══ Given passage ══
Do you want to increase revenue for your financial advisory firm in 2019? Of course you do! If you’re aiming to get more from high-net-worth families with complex planning needs, then it’s time to ungate your content.

What do I mean by ungate? I mean that it’s time to get your marketing content out from behind your contact forms and share it freely with your prospects and centers of influence.

Let me ask you three questions:

  1. How many leads are you generating through gated content?
  2. How many of those leads are high-net-worth families?
  3. How many of those families convert to clients?

If you are pursuing a retail-driven strategy, then gated content will serve you well. You can put guides, white papers and checklists behind contact forms. Prospects on the lower end of the net-worth spectrum will trade their contact information for your content.

But what about people at the higher end of the income spectrum? They value their privacy. Nothing you can offer is worth giving away their identity to a stranger.

Develop a Marketing Touchpoint Mix

If gated content won’t drive revenue from high-net-worth families, then what will? Developing relationships with their other trusted advisers and plan on working your way toward your ideal clients through these advisers, who serve as centers of influence (COI). To do this, you will need a strong marketing touchpoint mix designed for a cohesive user experience.

What does a strong marketing touchpoint mix include?

  • Pitch deck. Your pitch deck should cover who you are, who you help and how you help. Create a tailored version for COI meetings that speaks to how you help shared clients.
  • Make it as simple as possible for prospects and COIs to learn about you and your firm. A positive experience with your website that is consistent with your other materials can greatly increase the perceived professionalism of your firm.
  • Social media. For most firms, this will be the use of LinkedIn to maintain connections with COIs. Publishing your blog content here is an easy way to stay top of mind and demonstrate content cohesion.
  • Email marketing. Create a consistent, ongoing touchpoint with your COIs by producing an informative, relevant and valuable email newsletter.
  • Events and sponsorships. Present your firm in event programs and sponsorship materials in the same manner that you do across other platforms.
  • Webinars, guides and expert-level content. This is the content that should be readily available. An acceptable bridge to cross is a registration form for a webinar. Beyond that, make it very easy for prospects and their trusted advisers to quickly see these demonstrations of your expertise.

How do you make this happen? There are two ways:

  • Build a cohesive brand voice. Develop a voice for the firm that captures the spirit of its relationship-oriented business and the firm’s focus on helping people. Work with members of the firm to identify key characteristics for the firm’s brand voice. Define target client types so that your marketing touchpoint plan can be designed accordingly.
═══
══ Material ══
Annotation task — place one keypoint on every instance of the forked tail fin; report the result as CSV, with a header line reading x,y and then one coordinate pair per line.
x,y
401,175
═══
__Problem details__: In the piece on ungating marketing content, what is called an acceptable bridge to cross?

__The result__: A registration form for a webinar.